● BRIEF: Copy out every line below that contains the string "pink".

● DATASET CONTENT:
╔══
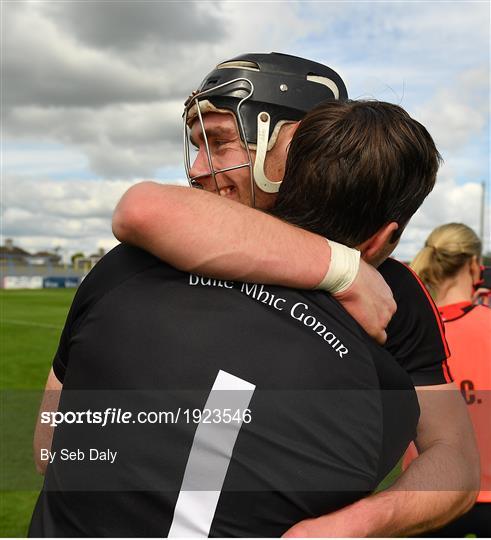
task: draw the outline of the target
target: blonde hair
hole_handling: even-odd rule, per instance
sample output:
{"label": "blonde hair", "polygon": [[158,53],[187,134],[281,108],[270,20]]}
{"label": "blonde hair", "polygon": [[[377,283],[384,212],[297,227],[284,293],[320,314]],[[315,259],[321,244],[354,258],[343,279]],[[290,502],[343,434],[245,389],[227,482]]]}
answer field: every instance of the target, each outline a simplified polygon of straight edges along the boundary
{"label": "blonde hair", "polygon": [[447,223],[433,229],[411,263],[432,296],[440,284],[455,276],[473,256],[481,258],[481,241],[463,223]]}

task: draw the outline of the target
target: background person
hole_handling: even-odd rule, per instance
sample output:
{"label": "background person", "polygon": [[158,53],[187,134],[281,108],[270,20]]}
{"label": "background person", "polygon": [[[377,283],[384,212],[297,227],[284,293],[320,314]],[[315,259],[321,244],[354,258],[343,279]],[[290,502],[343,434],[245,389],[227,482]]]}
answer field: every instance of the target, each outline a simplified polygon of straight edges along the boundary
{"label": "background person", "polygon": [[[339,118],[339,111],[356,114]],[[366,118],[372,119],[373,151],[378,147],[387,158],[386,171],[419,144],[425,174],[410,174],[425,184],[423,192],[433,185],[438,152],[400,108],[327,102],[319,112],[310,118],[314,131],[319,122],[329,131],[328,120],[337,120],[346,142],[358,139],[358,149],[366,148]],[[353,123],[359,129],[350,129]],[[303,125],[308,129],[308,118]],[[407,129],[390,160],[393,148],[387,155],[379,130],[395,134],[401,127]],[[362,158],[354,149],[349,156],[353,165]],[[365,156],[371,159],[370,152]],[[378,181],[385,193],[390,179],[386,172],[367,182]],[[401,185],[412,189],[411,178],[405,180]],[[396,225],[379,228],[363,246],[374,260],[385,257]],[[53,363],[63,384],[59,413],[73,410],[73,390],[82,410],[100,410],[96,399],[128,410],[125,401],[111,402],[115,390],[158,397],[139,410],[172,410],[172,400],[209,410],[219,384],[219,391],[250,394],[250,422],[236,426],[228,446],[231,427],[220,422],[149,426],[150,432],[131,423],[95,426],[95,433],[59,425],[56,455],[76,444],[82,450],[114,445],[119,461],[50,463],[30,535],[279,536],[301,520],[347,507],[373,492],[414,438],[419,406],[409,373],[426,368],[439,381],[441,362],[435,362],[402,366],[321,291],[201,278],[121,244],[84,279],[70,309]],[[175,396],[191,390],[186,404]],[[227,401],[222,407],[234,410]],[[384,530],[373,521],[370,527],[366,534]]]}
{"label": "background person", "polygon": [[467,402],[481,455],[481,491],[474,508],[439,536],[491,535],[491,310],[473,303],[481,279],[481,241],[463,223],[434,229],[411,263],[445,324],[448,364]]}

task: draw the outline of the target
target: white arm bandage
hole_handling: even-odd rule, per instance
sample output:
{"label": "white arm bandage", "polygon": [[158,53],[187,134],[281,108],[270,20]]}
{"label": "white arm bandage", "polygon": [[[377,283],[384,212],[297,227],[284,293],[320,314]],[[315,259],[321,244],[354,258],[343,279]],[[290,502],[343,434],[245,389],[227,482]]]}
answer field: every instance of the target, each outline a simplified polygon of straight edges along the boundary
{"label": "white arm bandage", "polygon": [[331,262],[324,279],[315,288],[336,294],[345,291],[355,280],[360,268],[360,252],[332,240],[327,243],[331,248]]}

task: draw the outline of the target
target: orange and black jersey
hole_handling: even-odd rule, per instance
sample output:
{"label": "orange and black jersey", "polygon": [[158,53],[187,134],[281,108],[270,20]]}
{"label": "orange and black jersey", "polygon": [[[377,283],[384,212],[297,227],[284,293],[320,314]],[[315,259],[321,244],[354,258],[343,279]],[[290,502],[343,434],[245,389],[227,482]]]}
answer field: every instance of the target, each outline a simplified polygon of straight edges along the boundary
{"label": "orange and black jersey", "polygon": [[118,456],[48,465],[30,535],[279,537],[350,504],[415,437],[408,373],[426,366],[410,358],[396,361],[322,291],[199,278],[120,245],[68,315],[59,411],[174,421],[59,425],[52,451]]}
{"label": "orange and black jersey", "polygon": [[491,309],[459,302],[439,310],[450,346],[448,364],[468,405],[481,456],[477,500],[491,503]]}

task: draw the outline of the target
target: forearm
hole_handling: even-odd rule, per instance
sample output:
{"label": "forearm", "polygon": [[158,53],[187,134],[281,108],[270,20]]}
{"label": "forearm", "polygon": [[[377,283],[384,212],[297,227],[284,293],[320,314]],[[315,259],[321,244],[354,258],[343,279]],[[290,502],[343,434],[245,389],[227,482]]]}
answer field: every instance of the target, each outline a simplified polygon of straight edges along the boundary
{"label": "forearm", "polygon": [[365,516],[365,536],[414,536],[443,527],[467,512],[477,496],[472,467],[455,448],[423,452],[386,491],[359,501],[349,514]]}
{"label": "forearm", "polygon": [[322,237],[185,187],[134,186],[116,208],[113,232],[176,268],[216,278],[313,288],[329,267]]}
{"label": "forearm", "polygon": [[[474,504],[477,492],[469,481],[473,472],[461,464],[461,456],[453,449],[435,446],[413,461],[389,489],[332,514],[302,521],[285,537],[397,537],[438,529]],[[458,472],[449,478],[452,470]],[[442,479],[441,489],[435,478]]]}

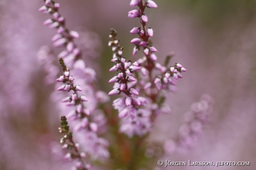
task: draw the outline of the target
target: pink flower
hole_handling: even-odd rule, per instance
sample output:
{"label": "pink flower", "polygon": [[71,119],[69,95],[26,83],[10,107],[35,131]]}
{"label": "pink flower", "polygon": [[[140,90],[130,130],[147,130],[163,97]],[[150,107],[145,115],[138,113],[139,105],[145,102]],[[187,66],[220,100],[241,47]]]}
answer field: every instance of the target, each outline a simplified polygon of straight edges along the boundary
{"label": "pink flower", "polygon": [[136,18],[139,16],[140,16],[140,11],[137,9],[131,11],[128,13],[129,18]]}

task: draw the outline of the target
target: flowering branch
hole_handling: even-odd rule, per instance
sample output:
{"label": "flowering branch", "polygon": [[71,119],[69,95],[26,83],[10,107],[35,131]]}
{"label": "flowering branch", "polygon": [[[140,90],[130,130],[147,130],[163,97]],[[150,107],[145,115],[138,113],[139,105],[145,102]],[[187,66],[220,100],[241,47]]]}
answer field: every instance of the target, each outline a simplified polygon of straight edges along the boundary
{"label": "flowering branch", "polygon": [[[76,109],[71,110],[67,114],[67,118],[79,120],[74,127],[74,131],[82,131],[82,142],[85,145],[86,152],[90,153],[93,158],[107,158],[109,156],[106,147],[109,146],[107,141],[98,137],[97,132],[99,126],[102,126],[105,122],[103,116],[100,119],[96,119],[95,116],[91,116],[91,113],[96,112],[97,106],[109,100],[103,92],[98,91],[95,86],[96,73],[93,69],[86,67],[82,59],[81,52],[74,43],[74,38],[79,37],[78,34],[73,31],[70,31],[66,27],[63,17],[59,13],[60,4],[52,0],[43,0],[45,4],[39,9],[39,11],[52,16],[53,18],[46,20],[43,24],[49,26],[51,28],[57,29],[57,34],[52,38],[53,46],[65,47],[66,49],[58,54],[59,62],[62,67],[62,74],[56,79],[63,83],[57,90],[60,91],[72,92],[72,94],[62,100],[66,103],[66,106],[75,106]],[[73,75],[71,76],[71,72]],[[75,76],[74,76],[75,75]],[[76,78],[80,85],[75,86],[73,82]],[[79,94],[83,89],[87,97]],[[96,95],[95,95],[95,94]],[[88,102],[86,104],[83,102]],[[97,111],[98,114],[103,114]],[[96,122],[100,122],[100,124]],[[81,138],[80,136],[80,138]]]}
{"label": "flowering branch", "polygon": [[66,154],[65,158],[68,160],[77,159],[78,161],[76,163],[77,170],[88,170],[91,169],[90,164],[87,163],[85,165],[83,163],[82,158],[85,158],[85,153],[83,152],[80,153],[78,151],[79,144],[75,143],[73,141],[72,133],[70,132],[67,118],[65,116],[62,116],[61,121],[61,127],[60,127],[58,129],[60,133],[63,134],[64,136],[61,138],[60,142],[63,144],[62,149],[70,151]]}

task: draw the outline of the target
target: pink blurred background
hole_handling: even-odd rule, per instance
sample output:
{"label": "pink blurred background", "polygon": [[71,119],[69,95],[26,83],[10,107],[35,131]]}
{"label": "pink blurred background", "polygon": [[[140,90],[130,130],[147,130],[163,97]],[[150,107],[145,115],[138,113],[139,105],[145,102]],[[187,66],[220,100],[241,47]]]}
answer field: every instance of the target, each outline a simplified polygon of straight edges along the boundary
╚══
● CORRECT RESPONSE:
target: pink flower
{"label": "pink flower", "polygon": [[71,119],[69,95],[26,83],[10,107],[35,131]]}
{"label": "pink flower", "polygon": [[[140,90],[130,130],[147,130],[163,97]],[[150,107],[145,115],[138,113],[139,105],[145,102]],[[187,66],[220,100],[241,47]]]}
{"label": "pink flower", "polygon": [[136,18],[139,16],[140,16],[140,11],[137,9],[131,11],[128,13],[129,18]]}
target: pink blurred background
{"label": "pink blurred background", "polygon": [[71,119],[69,95],[26,83],[10,107],[35,131]]}
{"label": "pink blurred background", "polygon": [[[140,90],[130,130],[147,130],[163,97]],[[150,107],[145,115],[138,113],[139,105],[145,102]],[[187,66],[220,100],[241,47]]]}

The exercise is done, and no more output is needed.